What you are asked to do: Write the entries below out again exactly, but skip the pictures.
BEGIN Extracted records
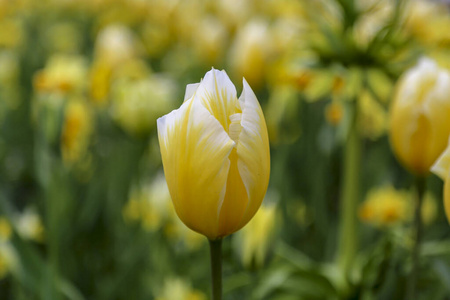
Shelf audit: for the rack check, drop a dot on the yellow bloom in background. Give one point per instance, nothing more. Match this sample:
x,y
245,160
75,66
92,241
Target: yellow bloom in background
x,y
209,41
179,289
5,229
282,110
177,232
255,239
250,54
12,33
63,73
136,104
442,169
420,114
385,207
149,204
77,128
334,112
215,153
115,44
429,209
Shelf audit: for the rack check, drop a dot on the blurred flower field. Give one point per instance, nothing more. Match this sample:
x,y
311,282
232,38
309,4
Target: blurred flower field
x,y
356,97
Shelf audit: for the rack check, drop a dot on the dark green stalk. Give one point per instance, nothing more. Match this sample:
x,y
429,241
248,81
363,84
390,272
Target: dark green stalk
x,y
348,234
420,184
215,248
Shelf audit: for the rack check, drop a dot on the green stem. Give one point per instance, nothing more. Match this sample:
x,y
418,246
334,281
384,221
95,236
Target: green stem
x,y
348,234
420,184
215,247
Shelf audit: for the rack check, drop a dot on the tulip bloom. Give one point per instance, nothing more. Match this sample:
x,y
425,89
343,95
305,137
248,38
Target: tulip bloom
x,y
215,153
442,169
420,116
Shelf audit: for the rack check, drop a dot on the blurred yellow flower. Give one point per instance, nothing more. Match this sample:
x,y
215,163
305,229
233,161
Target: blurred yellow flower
x,y
334,112
251,52
281,112
12,34
209,41
64,37
385,206
63,73
5,229
428,21
255,239
179,289
420,114
115,44
442,168
215,153
76,130
136,104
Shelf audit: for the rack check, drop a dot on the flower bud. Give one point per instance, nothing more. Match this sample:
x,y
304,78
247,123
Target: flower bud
x,y
420,116
215,153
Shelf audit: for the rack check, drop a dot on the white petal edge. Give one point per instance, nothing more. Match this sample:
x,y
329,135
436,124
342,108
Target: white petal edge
x,y
190,90
252,133
218,94
212,132
442,165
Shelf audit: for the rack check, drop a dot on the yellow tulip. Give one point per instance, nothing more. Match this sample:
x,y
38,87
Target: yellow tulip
x,y
215,153
420,116
442,169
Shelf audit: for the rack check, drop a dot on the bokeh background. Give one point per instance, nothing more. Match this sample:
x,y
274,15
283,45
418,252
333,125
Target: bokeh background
x,y
84,209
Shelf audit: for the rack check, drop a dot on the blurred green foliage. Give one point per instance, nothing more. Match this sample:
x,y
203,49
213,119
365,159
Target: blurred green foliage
x,y
83,214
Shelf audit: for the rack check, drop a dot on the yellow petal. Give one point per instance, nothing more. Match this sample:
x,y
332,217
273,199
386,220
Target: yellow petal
x,y
195,150
442,165
218,94
253,153
447,196
190,90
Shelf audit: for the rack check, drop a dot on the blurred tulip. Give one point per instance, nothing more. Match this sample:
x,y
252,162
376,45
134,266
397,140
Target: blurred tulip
x,y
29,225
420,116
5,229
179,289
76,130
385,207
255,239
62,74
137,104
442,169
115,44
8,259
334,112
215,152
251,52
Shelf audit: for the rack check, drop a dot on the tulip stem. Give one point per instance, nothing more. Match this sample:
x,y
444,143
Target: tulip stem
x,y
348,234
215,247
420,184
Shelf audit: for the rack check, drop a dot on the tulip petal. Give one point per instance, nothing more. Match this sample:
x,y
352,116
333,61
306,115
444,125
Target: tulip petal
x,y
190,90
447,197
442,165
253,152
195,150
218,94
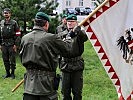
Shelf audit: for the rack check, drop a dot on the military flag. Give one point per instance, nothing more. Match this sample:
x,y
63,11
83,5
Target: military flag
x,y
110,30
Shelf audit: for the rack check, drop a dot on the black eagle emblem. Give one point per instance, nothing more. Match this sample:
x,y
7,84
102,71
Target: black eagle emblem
x,y
125,44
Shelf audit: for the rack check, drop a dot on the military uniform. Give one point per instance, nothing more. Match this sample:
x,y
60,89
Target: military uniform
x,y
72,65
39,55
61,27
8,36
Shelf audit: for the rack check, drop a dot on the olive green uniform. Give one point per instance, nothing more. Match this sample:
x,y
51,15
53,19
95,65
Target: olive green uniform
x,y
72,67
61,28
7,41
41,61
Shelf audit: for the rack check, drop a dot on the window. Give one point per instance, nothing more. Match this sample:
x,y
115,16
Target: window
x,y
80,2
68,2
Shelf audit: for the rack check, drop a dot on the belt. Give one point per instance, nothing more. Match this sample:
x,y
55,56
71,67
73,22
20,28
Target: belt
x,y
35,67
72,59
40,72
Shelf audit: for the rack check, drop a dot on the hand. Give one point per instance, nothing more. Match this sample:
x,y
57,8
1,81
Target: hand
x,y
77,29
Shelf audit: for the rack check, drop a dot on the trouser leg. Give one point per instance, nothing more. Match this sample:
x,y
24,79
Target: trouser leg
x,y
30,97
66,86
12,61
52,96
77,85
5,56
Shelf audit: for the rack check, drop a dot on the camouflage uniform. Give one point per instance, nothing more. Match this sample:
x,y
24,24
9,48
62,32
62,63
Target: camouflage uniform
x,y
8,40
39,55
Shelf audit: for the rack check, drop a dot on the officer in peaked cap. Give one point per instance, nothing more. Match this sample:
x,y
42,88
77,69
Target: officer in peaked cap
x,y
62,26
72,65
39,52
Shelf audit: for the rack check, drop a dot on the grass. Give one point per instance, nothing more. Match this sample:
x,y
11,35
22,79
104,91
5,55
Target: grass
x,y
97,85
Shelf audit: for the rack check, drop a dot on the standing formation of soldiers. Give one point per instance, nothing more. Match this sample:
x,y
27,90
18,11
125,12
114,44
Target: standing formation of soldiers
x,y
41,52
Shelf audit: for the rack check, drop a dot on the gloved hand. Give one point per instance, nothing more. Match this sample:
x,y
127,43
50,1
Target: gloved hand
x,y
77,29
72,34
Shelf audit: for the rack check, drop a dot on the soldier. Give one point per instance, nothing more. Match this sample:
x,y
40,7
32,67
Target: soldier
x,y
63,26
39,55
9,32
72,65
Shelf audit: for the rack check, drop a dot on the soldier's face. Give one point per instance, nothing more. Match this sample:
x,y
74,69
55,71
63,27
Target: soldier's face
x,y
71,24
6,14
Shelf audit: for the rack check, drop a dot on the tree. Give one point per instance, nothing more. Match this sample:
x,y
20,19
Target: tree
x,y
24,11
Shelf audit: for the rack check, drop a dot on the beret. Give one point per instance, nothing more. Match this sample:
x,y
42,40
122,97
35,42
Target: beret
x,y
71,17
43,16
END Extracted records
Reply:
Shelf audit: for the rack check, drop a dot on the yellow bloom in background. Give one point per instance, nothing more. Match this sample:
x,y
245,160
75,66
92,241
Target: yellow bloom in background
x,y
209,41
179,289
5,229
282,110
177,232
255,239
250,54
12,33
63,73
136,104
442,169
420,114
385,207
149,204
77,128
334,112
215,153
115,44
429,209
Shelf audit: for the rack check, drop a dot on the blurred flower field. Give one point per instance, nothing more. Match this sample:
x,y
311,282
232,38
309,4
Target: blurred flower field
x,y
356,97
Shelf audit: for the rack check, drop a dot on the dark green stalk. Give one point per instance, nothing more. Match this sample:
x,y
429,241
248,81
363,84
390,272
Target: dark green stalk
x,y
348,234
420,184
215,248
Shelf audit: for the rack check, drop a dot on the green stem. Give one point per instance, nothing more. Match this sample:
x,y
418,246
334,281
384,221
95,236
Target: green stem
x,y
348,234
420,184
215,247
Shelf audit: for the rack check, drop a dot on the tulip bloom. Give one point per instance, nothing more. Match this sample:
x,y
425,89
343,95
305,137
248,38
Target: tulip bloom
x,y
215,153
442,169
420,116
Shelf audit: for the rack check, drop a dot on the blurred yellow flower. Give one point per instance, nothing more. Match this sample:
x,y
215,163
305,229
233,161
Target: blurred yellow flower
x,y
334,112
251,52
281,112
12,34
209,41
64,37
385,206
63,73
5,229
428,21
255,239
179,289
420,114
115,44
442,168
215,153
76,130
136,104
Shelf audit: for the rack check, drop a dot on the flower bud. Give one point per instance, nothing more. Match this sample:
x,y
304,78
247,123
Target: flower bud
x,y
420,116
215,153
Shelf audit: for the rack check, drop a dot on the white petal edge. Give one point per instance, nothing more. Match this sample:
x,y
329,135
436,124
342,108
Target: white petal edge
x,y
190,90
252,133
218,94
212,132
442,165
Shelf audit: for the rack check, drop a dot on the yellow tulip. Give one point per instance, nothing more. Match this sample:
x,y
38,87
Target: yellow tulip
x,y
215,153
420,116
442,169
Shelf audit: for the rack check, drop a dot on the bokeh background. Give one point per instance, nothing more. Match this sample:
x,y
274,15
283,45
418,252
333,125
Target: bokeh background
x,y
84,209
Shelf audit: for the rack check, drop a dot on the blurred green foliage. Give one point per instance, nothing more. Match this sample:
x,y
203,49
213,119
365,159
Target: blurred green foliage
x,y
83,214
Shelf audit: for the rack check, drop a dot on the yellow petal. Give one point per instance, nothing more. Match this sample:
x,y
332,217
273,199
386,220
Target: yellow petal
x,y
195,150
442,165
218,94
253,153
447,196
190,90
Shelf audit: for the rack check, drop a dot on the blurred tulip. Give one point per instance, nothing more. Match this sample:
x,y
252,162
376,45
134,266
397,140
Target: blurred tulip
x,y
29,225
420,116
5,229
179,289
76,130
385,207
255,239
62,74
137,104
442,169
115,44
8,259
334,112
215,152
251,52
Shelf audit: for the rack check, drop a dot on the tulip stem. Give one point per instance, nothing more. Match this sample:
x,y
444,143
Target: tulip stem
x,y
348,234
215,247
420,184
Shelf audit: for the rack check, drop a dot on the tulip petal. Give one point per instance, nothing more. Match this sample:
x,y
352,116
333,61
306,115
444,125
Target: tulip petal
x,y
190,90
447,197
442,165
253,152
195,150
218,94
Shelf audit: for the rack check, drop a dot on the military flag. Give one point per instance, nothing more. Match this sample:
x,y
63,11
83,5
Target: military flag
x,y
110,30
Shelf audit: for the rack check, drop a dot on the black eagle emblem. Give one point per instance, nothing more. Match this sample:
x,y
7,84
102,71
Target: black eagle emblem
x,y
125,44
Shelf audit: for the rack check, drop a dot on the military uniform. Give one point per instance, nothing more. Match this sample:
x,y
60,89
Target: military uniform
x,y
72,65
39,55
61,27
8,36
Shelf audit: for the rack check, drop a dot on the olive green uniform. Give one point per instance, nothing more. Match this sample:
x,y
51,15
53,19
95,65
Target: olive green uniform
x,y
72,67
61,28
7,41
41,61
Shelf audit: for the rack check, drop a dot on the window. Give one point per instance, nothing more. Match this sample:
x,y
115,16
Target: window
x,y
80,2
68,2
Shelf audit: for the rack check, drop a dot on the belt. Give one point per instance, nothing more. Match this sample:
x,y
55,56
71,67
73,22
20,28
Target: belt
x,y
35,67
72,59
40,72
Shelf audit: for the rack check, drop a dot on the hand. Give one point per instance, nothing more. Match this sample:
x,y
57,8
1,81
Target: hand
x,y
77,29
Shelf audit: for the rack check, drop a dot on the trouser leg. Give one point per instance, nothing more. Match this sample:
x,y
24,79
Target: trouser leg
x,y
30,97
66,86
12,61
52,96
77,85
5,56
Shelf audit: for the rack check, drop a dot on the camouflage uniform. Give one point per instance, nothing more. Match this sample:
x,y
24,24
9,48
62,32
62,63
Target: camouflage uniform
x,y
8,40
39,55
Shelf audit: for the rack check, drop a dot on the officer in peaked cap. Give one point per instance, nothing more. Match this sample:
x,y
42,88
77,69
Target: officer in peaked cap
x,y
62,26
72,65
39,52
Shelf audit: for the rack check, drop a dot on the grass. Give one point per instance, nothing more. Match this sample:
x,y
11,35
22,79
104,91
5,55
Target: grass
x,y
97,85
Shelf audit: for the rack check, drop a dot on the standing formation of soldiers. Give one point per instance, nothing more. Match this sample:
x,y
27,90
18,11
125,12
114,44
Target: standing formation of soldiers
x,y
41,52
Shelf audit: for the rack check, drop a dot on the gloved hand. Give one point per instance, nothing more. Match this sample:
x,y
127,43
50,1
Target: gloved hand
x,y
77,29
72,34
Shelf audit: for the rack check, drop a dot on the soldier. Give one point per instance, nothing more. Match this sample:
x,y
40,7
32,67
Target: soldier
x,y
63,26
39,55
9,32
72,65
Shelf audit: for the rack check, drop a dot on the soldier's face. Give one point per instance, nothing more. Match this sample:
x,y
74,69
55,71
63,27
Target: soldier's face
x,y
71,24
6,14
Shelf audit: for the rack check, drop a dot on the tree. Give one point per instance, nothing more. Match this sample:
x,y
20,19
Target: tree
x,y
24,11
Shelf audit: for the rack check, drop a dot on the beret. Give one point per instance, nothing more. Match this sample:
x,y
42,40
122,97
35,42
Target: beret
x,y
71,17
43,16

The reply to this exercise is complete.